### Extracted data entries
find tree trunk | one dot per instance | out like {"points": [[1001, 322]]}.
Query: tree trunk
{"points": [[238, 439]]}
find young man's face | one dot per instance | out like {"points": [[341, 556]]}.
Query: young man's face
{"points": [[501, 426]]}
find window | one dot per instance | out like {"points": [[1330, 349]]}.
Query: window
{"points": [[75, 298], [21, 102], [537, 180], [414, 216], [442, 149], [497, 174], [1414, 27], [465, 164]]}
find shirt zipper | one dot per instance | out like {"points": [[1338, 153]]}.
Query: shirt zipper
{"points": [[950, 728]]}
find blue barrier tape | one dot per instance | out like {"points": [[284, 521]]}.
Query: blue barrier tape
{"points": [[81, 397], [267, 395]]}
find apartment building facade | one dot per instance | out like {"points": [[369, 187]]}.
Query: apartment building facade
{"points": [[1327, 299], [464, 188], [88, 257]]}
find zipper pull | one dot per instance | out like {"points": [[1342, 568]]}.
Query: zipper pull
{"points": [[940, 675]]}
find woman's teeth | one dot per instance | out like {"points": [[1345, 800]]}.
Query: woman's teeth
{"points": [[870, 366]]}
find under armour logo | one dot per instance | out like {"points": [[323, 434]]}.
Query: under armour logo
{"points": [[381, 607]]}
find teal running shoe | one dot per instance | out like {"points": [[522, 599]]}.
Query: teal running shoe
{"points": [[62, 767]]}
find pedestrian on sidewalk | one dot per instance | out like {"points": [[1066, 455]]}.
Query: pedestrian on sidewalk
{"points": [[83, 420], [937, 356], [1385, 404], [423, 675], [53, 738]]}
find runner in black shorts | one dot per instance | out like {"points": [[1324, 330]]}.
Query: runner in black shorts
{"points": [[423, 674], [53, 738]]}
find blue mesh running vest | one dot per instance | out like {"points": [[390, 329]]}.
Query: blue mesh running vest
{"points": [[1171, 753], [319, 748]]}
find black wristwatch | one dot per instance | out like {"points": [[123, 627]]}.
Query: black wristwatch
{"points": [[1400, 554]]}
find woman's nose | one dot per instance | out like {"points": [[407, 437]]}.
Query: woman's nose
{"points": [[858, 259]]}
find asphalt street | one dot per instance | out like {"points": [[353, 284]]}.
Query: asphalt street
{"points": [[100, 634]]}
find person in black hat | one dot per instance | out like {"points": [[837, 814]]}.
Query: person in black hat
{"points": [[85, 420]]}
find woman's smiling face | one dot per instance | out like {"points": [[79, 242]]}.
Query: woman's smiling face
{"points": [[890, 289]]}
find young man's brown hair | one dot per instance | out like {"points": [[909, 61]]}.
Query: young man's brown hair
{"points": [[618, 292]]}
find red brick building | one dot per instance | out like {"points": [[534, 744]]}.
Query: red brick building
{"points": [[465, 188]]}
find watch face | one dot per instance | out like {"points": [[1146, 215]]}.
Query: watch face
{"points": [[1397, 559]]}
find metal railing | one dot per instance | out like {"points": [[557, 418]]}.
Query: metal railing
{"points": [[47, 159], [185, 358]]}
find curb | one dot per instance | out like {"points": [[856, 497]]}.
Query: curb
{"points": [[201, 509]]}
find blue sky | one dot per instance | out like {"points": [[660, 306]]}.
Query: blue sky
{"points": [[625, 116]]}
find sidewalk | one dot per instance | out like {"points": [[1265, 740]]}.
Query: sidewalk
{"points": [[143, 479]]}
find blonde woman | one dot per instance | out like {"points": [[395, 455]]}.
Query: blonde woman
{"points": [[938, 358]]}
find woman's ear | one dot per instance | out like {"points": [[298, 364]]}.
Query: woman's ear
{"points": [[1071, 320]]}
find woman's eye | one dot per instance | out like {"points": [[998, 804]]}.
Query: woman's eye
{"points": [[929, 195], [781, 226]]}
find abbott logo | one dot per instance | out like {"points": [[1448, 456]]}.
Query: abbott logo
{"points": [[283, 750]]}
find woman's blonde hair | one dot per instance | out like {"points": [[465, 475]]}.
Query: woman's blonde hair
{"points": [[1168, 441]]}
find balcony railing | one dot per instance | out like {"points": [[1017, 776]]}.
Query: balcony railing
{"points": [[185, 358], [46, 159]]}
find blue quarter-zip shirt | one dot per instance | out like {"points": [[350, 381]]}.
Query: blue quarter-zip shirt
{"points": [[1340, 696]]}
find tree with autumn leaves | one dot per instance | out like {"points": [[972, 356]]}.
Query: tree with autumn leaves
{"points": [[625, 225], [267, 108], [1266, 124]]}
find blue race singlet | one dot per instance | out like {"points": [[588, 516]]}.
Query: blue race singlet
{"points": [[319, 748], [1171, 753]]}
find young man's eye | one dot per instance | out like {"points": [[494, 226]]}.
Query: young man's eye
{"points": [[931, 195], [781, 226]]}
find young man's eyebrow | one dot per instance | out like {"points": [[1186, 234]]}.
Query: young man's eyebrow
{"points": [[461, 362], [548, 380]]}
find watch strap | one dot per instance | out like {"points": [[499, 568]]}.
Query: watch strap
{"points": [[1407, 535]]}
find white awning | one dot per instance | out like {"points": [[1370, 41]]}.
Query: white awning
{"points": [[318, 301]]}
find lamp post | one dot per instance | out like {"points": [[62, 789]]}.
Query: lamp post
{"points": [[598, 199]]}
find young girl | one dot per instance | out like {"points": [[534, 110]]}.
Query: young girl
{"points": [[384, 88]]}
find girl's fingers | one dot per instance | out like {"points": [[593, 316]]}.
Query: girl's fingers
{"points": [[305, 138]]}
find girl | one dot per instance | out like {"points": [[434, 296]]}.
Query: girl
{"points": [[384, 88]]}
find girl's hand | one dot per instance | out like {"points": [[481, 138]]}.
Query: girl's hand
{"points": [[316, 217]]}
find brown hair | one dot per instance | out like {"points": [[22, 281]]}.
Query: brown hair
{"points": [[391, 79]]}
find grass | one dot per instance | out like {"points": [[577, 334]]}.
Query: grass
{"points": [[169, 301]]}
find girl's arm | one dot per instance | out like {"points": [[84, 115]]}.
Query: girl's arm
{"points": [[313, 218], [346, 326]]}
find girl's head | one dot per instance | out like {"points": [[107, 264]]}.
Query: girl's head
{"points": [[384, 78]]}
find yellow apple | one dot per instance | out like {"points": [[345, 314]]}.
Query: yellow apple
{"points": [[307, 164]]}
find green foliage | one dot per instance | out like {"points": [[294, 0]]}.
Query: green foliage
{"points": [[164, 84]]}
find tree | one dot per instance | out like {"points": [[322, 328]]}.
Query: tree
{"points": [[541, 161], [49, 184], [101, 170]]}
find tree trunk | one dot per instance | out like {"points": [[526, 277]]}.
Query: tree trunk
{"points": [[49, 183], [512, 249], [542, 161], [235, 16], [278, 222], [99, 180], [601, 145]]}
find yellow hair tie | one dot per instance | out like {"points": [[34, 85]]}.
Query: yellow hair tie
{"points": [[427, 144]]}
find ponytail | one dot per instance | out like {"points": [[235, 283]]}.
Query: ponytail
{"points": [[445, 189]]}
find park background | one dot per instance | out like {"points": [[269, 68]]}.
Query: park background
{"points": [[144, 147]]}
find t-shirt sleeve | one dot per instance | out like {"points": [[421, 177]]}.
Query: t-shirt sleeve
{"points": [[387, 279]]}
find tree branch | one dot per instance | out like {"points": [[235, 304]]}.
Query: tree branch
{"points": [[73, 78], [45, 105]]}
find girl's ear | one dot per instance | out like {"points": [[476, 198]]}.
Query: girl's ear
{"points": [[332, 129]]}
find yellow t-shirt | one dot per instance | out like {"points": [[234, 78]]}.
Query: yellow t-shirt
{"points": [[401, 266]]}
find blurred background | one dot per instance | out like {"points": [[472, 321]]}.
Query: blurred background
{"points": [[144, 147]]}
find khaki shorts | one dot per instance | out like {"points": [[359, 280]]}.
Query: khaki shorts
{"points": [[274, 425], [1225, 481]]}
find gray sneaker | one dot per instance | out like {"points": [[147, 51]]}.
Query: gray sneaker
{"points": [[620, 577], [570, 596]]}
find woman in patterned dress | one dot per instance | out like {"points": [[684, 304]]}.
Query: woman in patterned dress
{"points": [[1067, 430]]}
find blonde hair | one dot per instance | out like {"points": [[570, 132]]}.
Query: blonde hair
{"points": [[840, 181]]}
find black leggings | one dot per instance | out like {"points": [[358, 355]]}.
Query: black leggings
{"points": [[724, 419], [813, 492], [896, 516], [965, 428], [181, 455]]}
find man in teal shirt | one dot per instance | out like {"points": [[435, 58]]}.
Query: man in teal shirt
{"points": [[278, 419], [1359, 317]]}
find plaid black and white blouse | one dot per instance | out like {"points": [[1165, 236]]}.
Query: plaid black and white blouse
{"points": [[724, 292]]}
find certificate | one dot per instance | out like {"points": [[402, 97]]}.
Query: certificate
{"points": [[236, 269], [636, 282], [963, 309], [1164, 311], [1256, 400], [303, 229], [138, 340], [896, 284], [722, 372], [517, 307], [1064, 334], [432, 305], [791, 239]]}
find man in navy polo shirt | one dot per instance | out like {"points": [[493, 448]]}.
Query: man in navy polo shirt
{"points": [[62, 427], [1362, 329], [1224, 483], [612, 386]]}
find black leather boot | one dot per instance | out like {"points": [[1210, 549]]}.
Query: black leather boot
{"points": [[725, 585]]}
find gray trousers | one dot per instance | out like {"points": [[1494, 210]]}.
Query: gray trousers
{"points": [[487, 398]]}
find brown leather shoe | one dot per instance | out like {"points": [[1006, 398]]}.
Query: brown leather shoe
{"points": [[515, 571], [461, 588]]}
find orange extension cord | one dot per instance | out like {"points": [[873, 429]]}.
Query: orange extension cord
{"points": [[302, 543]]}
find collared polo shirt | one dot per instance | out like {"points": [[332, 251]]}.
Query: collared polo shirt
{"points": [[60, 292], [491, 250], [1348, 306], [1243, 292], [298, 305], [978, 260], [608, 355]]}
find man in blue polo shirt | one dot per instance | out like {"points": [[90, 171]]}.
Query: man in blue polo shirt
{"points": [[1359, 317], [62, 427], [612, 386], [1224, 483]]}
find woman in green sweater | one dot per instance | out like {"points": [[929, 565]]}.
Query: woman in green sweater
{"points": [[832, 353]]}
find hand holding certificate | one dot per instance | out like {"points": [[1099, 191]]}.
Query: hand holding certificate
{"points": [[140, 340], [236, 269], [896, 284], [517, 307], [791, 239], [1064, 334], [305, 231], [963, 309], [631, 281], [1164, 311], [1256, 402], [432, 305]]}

### WHAT IS BEING ASKED
The output should be exactly the lines above from the line containing "find lamp post" to the line containing "find tree branch", inclusive, with no other lines.

### EXERCISE SOLUTION
find lamp post | one dot per instance | out like {"points": [[62, 789]]}.
Query: lamp post
{"points": [[598, 199]]}
find young girl | one dot per instance | out like {"points": [[534, 110]]}.
Query: young girl
{"points": [[384, 88]]}
find girl's fingers | one dot per instance | out like {"points": [[593, 316]]}.
Query: girl's fingers
{"points": [[305, 138]]}
find girl | one dot per instance | out like {"points": [[434, 296]]}.
Query: girl
{"points": [[384, 88]]}
find girl's hand | one dot per instance | out like {"points": [[481, 138]]}.
Query: girl's hand
{"points": [[316, 217]]}
find brown hair | one dot per instance | out like {"points": [[22, 281]]}.
Query: brown hair
{"points": [[391, 79]]}
find grass | one dot per instance | out like {"points": [[577, 334]]}.
Query: grass
{"points": [[169, 301]]}
find girl's arm | one dot per instance | out like {"points": [[84, 115]]}.
Query: girl's arm
{"points": [[313, 218], [346, 326]]}
find girl's head | one dot per instance | out like {"points": [[107, 264]]}.
Query: girl's head
{"points": [[384, 78]]}
find yellow apple | one dot per instance | out like {"points": [[345, 314]]}.
Query: yellow apple
{"points": [[307, 164]]}
find green foliage | one dot per instance | out like {"points": [[294, 0]]}.
Query: green foliage
{"points": [[164, 84]]}
find tree | one dot per instance | out like {"points": [[322, 328]]}.
Query: tree
{"points": [[541, 161], [49, 184], [101, 170]]}
find tree trunk | one dot per instance | out like {"points": [[526, 277]]}.
Query: tree trunk
{"points": [[49, 183], [512, 249], [542, 161], [235, 16], [278, 222], [99, 180], [601, 145]]}
find yellow hair tie | one dot per instance | out like {"points": [[34, 85]]}.
Query: yellow hair tie
{"points": [[427, 144]]}
find ponytail | one dot per instance | out like {"points": [[235, 283]]}.
Query: ponytail
{"points": [[445, 189]]}
find park background | one dot per instance | out like {"points": [[269, 68]]}.
Query: park background
{"points": [[144, 147]]}
find t-shirt sleeve | one dot per instance | out like {"points": [[421, 177]]}.
Query: t-shirt sleeve
{"points": [[387, 279]]}
find tree branch | one dot per instance | out like {"points": [[235, 304]]}.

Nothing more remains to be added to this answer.